The letter Beth represented God’s primary habitation. The ancient’s thought God had a home, and it made sense to everyone who lived back then that God was likely at home at the top of a mountain, or in the middle of that great wheel which is the night sky. In ancient times, a man or woman could look out across a sky which was shorn of light pollution, and marvel at the infinite twinkles whirling a circle around the pole star at its axis. This wheel was visualized as belonging to a great Chariot that was ridden by God. This merkabah (Chariot) transported God about the heavens and the earth within roiling clouds that flashed and thundered. The notion may sound fanciful today, but in ancient times a man could witness a storm or the night sky and see direct evidence for it.
More abstractly, God’s domicile of choice was imagined to be inside a perfect circle. A circle has one line but two sides; inside and outside. Everything outside of this circle was created by God with the sacred letters of his name. The letter Beth was given the numerical value of 2, or when written large 2000, and words such as בית (House), רוח (Spirit), and באפיו (Nostrils), were given set values of 2 rather than representing the sum of their component letters. Possibly the association with the realm of smell was connected with the idea that smoke could drift up into the sky to please the nostrils of God and win his favour.

Stated problem A: Do these statements agree with the passage on the letter Beth? (i) The letter Beth was given the numerical value of 2, or 2000 when written large. (ii) The merkabah was pictured as a ship that carried God across the heavens. (iii) The word for House was valued as the sum of its component letters. Answer yes or no for each, quoting the deciding words from the passage.
Stated problem B: How would you carry the passage on the letter Beth forward from its final sentence?

[Point labeling items]
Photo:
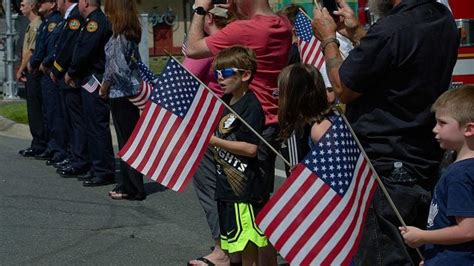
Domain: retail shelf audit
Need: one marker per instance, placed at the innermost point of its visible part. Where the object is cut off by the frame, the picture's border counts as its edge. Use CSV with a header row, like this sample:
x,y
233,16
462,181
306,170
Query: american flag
x,y
148,78
92,84
317,216
173,131
309,46
184,48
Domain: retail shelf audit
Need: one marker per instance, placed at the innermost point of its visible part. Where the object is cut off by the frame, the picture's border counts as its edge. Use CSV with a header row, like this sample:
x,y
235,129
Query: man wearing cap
x,y
389,82
88,62
34,99
78,164
56,150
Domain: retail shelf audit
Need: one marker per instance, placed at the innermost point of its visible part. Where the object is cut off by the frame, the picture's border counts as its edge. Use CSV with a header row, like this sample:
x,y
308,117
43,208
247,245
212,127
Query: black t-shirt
x,y
401,67
237,176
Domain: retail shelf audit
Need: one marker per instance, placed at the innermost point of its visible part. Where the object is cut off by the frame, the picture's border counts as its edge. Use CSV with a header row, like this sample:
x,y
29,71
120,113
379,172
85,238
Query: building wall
x,y
182,10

Final result A:
(i) Yes: "The letter Beth was given the numerical value of 2, or when written large 2000"
(ii) No: "This wheel was visualized as belonging to a great Chariot that was ridden by God."
(iii) No: "were given set values of 2 rather than representing the sum of their component letters"

Final result B:
On the Seven Palaces[1], the letter Beth represents the highest seventh palace. This diagram resembles a wheel. The letter Beth is at once part of the diagram and removed from it too. The letters of the Holy Name represent four sections of the wheel/seven palaces – except the letter Beth which has a special place set apart for God. Likewise, the sum of the alphabet – except for the letter beth – in the main biblical gematria cipher is 800:
ב = 2
אגשדתהוזחטיכלמנסעפצקר = 800
In the Canaanite city of Ugarit, the values of 7 and 8, or 700 and 800 were symbolic of perfection and eternity. A simple way to think of it would be that the 700 represented everything existing right now everywhere, and 800 represented everything existing right now everywhere including things that existed in the past and things that would come to exist in the future – the whole shebang. The ancient Hebrews in the region likely shared this notion with them.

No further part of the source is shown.